Em relação ao Brexit, mais do que um problema para o setor do vestuário, é um problema para o país. Esta situação de indefinição, de não se saber como é que o mercado inglês vai atuar a partir de março, porque uma coisa é a desvalorização da libra, outra coisa é colocar uma fronteira e uma quota aduaneira. Desde que se começou a falar há dois anos sobre o Brexit, a libra já desvalorizou mais de 15 a 20%. E se houver um Brexit forte, a libra pode desvalorizar mais 20 a 30%, em dois anos estamos a falar de 50%, o que é muito. Se a libra fosse forte e a taxa aduaneira fosse 12% era só 12%, nesse caso Portugal não corria riscos.
Quanto é que a Calvelex exporta para o Reino Unido?
Em média, exportamos 10% do nosso volume de faturação para o Reino Unido. Já exportámos mais mas, nestes últimos dois anos, fomos reduzindo. A Calvelex trabalha 100% para o mercado de exportação, agora muitos dos nossos clientes ingleses, que têm atividade fora do Reino Unido, já nos estão a pedir que toda a logística e distribuição seja feita por Portugal. Isto implica que não tem de ir a Inglaterra, não há taxa aduaneira e eu, através de Portugal, distribuo para todos os países.
Uma maneira de contornar o Brexit?
O produto não precisa de entrar em Inglaterra e sair de Inglaterra. Claro que o produto que for para vender em Inglaterra leva, ou com a desvalorização da libra ou com a taxa aduaneira que vier a ficar definida. No nosso caso, por exemplo, já estamos a deixar de vender em libras e estamos a vender em euros mas, se o cliente ficar pobre — quer seja em euros, quer seja em libras –, ele não tem dinheiro para pagar.
Quando diz que quer reduzir a produção e aumentar o valor acrescentado, não vai pôr em causa o número de postos de trabalho?
Não, porque estou a acabar com a automação. Estou a empregar mais gente. O que acontece é que Portugal tem de se posicionar com a excelência no mundo, nós temos na industria do vestuário perto de 100 mil postos de trabalho, com tendência a reduzir, por isso Portugal não pode competir com os outros países pela quantidade, deve competir pelo valor acrescentado e pela qualidade do produto.
Portugal não pode competir com os outros países pela quantidade, deve competir pelo valor acrescentado e pela qualidade do produto.
O Made In Portugal valoriza as peças?

DADOS REGISTADOS:
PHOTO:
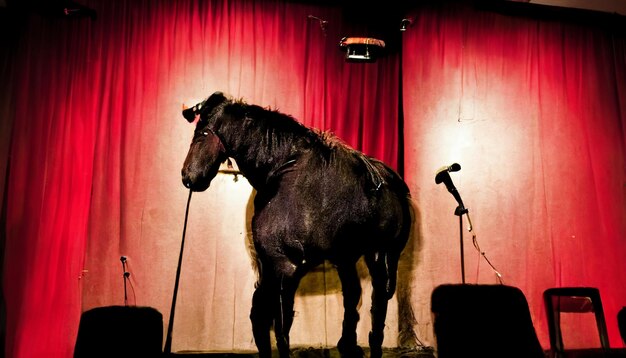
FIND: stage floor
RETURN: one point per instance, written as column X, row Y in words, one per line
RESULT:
column 297, row 352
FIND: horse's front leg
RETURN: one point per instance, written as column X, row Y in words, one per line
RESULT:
column 287, row 284
column 377, row 266
column 351, row 289
column 261, row 317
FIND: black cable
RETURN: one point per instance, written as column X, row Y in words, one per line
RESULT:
column 168, row 341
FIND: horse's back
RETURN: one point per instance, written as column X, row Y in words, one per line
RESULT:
column 337, row 206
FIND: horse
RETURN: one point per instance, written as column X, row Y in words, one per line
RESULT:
column 316, row 199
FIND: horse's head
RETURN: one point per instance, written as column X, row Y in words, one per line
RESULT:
column 206, row 151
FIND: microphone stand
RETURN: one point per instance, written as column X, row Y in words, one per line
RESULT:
column 126, row 276
column 459, row 211
column 443, row 176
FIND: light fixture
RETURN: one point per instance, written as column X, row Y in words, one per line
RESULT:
column 405, row 23
column 361, row 49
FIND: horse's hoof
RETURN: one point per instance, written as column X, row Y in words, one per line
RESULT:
column 376, row 352
column 350, row 351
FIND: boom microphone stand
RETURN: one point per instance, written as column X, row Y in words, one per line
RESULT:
column 443, row 176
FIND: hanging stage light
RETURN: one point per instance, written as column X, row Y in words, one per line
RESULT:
column 361, row 49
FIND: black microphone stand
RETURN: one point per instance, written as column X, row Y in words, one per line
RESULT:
column 459, row 211
column 443, row 176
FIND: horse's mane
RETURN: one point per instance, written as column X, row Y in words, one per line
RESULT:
column 285, row 129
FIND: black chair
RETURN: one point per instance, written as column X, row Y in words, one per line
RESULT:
column 120, row 331
column 573, row 300
column 483, row 321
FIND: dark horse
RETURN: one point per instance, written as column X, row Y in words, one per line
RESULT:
column 316, row 199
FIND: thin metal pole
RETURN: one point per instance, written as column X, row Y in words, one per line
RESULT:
column 168, row 341
column 462, row 253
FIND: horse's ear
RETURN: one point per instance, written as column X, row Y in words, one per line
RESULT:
column 205, row 106
column 189, row 113
column 213, row 101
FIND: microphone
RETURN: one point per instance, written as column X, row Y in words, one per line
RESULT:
column 443, row 172
column 443, row 176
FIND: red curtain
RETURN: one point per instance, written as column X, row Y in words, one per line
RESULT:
column 533, row 111
column 98, row 143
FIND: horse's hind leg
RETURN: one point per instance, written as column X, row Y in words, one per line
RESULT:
column 283, row 316
column 351, row 288
column 379, row 271
column 261, row 318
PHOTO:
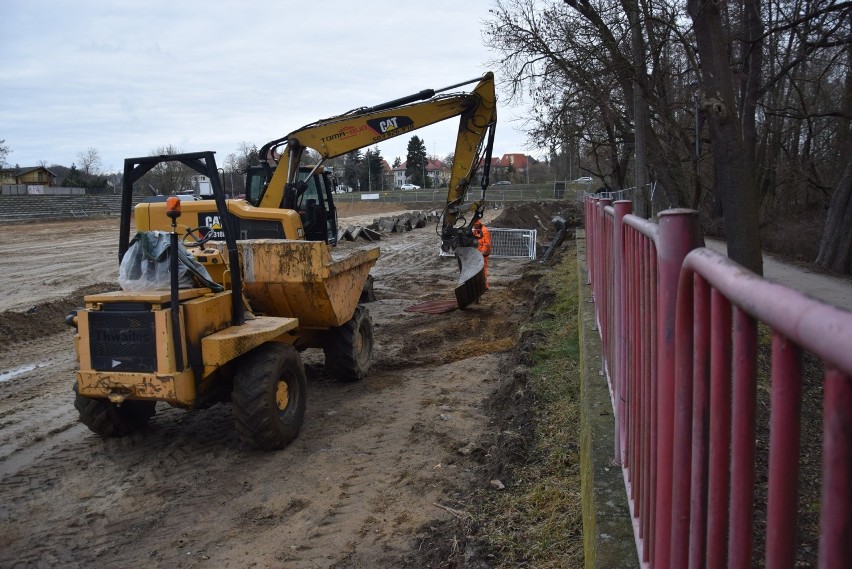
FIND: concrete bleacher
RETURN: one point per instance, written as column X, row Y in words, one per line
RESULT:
column 23, row 208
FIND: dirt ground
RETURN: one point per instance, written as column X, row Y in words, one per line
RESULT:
column 373, row 469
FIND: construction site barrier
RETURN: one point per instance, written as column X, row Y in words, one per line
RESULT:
column 679, row 332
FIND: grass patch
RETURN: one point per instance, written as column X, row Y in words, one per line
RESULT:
column 536, row 520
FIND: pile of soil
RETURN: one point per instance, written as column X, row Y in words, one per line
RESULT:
column 539, row 216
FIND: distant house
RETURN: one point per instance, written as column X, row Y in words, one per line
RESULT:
column 33, row 175
column 436, row 171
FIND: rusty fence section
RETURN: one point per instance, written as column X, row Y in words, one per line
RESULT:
column 679, row 329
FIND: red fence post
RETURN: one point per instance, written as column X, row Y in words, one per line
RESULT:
column 743, row 443
column 835, row 544
column 622, row 208
column 679, row 233
column 720, row 432
column 784, row 444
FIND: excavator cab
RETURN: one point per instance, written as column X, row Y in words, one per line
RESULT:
column 314, row 201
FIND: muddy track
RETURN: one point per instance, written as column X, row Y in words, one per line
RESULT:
column 374, row 463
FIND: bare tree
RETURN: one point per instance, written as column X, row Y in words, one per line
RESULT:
column 90, row 162
column 167, row 177
column 4, row 152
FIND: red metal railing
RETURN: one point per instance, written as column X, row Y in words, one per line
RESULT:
column 679, row 328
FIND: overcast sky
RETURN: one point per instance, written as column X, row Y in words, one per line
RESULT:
column 206, row 75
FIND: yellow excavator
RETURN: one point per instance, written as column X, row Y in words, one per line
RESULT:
column 219, row 297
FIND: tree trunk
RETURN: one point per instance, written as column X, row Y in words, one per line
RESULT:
column 644, row 208
column 835, row 249
column 733, row 174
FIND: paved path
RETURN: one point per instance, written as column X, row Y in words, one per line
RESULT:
column 831, row 289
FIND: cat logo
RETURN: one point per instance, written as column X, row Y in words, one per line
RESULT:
column 388, row 125
column 212, row 221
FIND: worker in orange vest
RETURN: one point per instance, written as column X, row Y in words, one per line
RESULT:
column 483, row 245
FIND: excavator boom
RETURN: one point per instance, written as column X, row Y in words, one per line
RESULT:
column 335, row 136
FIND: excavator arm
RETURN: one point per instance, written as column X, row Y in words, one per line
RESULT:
column 366, row 126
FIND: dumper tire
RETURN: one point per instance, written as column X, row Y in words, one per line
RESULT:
column 108, row 419
column 269, row 396
column 349, row 348
column 367, row 292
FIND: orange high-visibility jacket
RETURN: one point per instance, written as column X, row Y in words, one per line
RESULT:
column 484, row 237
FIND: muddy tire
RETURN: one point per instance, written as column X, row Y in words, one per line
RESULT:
column 110, row 420
column 349, row 348
column 269, row 396
column 367, row 292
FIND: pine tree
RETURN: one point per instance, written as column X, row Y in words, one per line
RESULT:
column 415, row 165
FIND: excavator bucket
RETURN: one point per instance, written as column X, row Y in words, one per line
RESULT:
column 471, row 282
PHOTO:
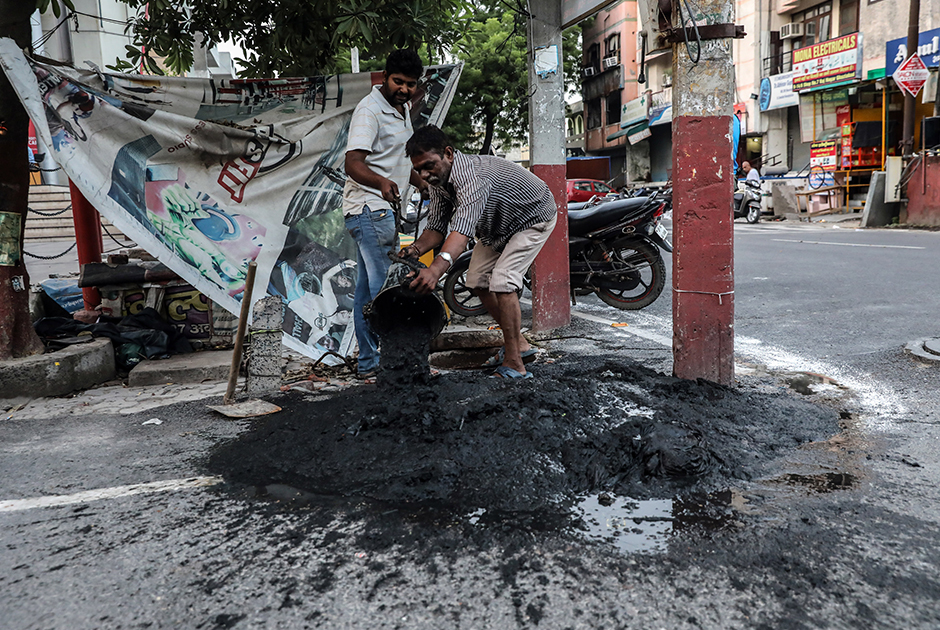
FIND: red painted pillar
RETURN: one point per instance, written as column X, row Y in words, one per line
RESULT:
column 551, row 302
column 551, row 280
column 703, row 236
column 88, row 239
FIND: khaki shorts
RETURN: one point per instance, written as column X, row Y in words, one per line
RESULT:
column 501, row 272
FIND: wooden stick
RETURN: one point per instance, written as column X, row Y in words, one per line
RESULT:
column 240, row 335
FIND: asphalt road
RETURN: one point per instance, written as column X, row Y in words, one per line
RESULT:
column 839, row 532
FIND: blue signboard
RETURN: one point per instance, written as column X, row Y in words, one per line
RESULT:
column 928, row 47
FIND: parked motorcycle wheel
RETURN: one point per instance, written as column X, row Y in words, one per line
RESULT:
column 643, row 279
column 753, row 213
column 458, row 296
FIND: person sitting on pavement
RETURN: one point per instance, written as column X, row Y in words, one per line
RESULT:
column 752, row 174
column 508, row 210
column 378, row 171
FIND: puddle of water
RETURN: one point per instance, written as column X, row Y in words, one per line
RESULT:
column 821, row 483
column 647, row 526
column 809, row 383
column 629, row 525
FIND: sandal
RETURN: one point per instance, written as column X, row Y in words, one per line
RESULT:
column 529, row 354
column 507, row 372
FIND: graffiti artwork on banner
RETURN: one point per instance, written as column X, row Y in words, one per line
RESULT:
column 188, row 311
column 208, row 175
column 827, row 64
column 824, row 153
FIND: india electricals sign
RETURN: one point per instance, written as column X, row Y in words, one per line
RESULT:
column 827, row 64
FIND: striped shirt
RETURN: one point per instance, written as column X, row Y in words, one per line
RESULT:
column 490, row 199
column 378, row 128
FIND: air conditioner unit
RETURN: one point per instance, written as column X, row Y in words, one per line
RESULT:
column 791, row 30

EXERCÍCIO ESCRITO:
Reescreva sem alterações o trecho do texto sobre o Brexit que vai de "Em média, exportamos" a "todos os países.". Responda apenas com base no texto.

RESPOSTA:
Em média, exportamos 10% do nosso volume de faturação para o Reino Unido. Já exportámos mais mas, nestes últimos dois anos, fomos reduzindo. A Calvelex trabalha 100% para o mercado de exportação, agora muitos dos nossos clientes ingleses, que têm atividade fora do Reino Unido, já nos estão a pedir que toda a logística e distribuição seja feita por Portugal. Isto implica que não tem de ir a Inglaterra, não há taxa aduaneira e eu, através de Portugal, distribuo para todos os países.